En los primeros siglos del cristianismo, la Iglesia, intentando controlar cualquier aspecto de la vida, trató de admitir, retocando un poco las formas, estas desenfrenadas exhibiciones, porque permanecían intensamente establecidas en las costumbres populares. Así, aquellas bacanales fueron vueltas a designar con diversos nombres según los lugares: tales como «Fiesta del Asno», «Fiesta de los locos», «Carnaval», pero sin perder esencialmente su talante transgresor, e incluso el papa participaba en estos festejos, acompañado de otros dignatarios eclesiásticos que aceptaban las burlas más groseras. También frailes y monjas se abandonaban a los regocijos desvergonzados del carnaval, disfrazándose y organizando bailoteos en los conventos. Lo que no debe de sorprendernos, puesto que en la mentalidad medieval la vida entera giraba alrededor de la Iglesia, la cual representaba el lugar en el que se proyectaban alegrías, esperanzas y dolores, y no se consideraba sacrílego abandonarse a las diversiones más escandalosas aún cerca de los altares.
+ + + +
> **Ejercicio breve A**:
Según el texto sobre el carnaval y la Iglesia, ¿con qué nombres se volvió a designar a aquellas bacanales según los lugares?
> **Ejercicio breve B**:
Resume en menos palabras el párrafo del texto sobre el carnaval y la Iglesia que empieza con «En los primeros siglos del cristianismo», conservando sus datos principales.
> **Ejercicio breve C**:
Retoma el texto sobre el carnaval y la Iglesia a partir de su última oración.

> **Bloque de datos**:
+ + + +
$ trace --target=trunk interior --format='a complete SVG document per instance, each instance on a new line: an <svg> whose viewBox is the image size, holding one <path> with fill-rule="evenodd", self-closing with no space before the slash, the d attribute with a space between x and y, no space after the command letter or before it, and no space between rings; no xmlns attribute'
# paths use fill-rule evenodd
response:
+ + + +
> **Resultado final A**:
«Fiesta del Asno», «Fiesta de los locos» y «Carnaval».

> **Resultado final B**:
En los primeros siglos del cristianismo, la Iglesia, queriendo controlar toda la vida, aceptó con ligeros retoques estas desenfrenadas exhibiciones, muy arraigadas en las costumbres populares. Las bacanales recibieron nombres como «Fiesta del Asno», «Fiesta de los locos» o «Carnaval», sin perder su carácter transgresor. Participaban incluso el papa y otros dignatarios, que aceptaban burlas groseras, y frailes y monjas se disfrazaban y bailaban en los conventos. Esto no sorprende, pues en la mentalidad medieval la vida giraba en torno a la Iglesia y no se veía como sacrílego divertirse escandalosamente aun cerca de los altares.

> **Resultado final C**:
Sin embargo, no faltaron quienes, a su vez, condenaban severamente aquello, hasta que el siglo XII el papa Inocencio III emitió una bula para eliminar de las iglesias los espectáculos, los juegos y las comparsas, prohibiendo que los eclesiásticos «tomaran parte en las locuras y en las chanzas». Pero, a pesar de la bula, la fiesta siguió subsistiendo entre lo sagrado y lo profano. Por otra parte, se trata de una etapa que precede a la cuaresma, que a partir del miércoles de ceniza designa un periodo de cuarenta días de expiación y penitencia, a la espera de la Pascua. Así carnaval y cuaresma se presentan como opuestos, aunque en cierta manera son inseparables.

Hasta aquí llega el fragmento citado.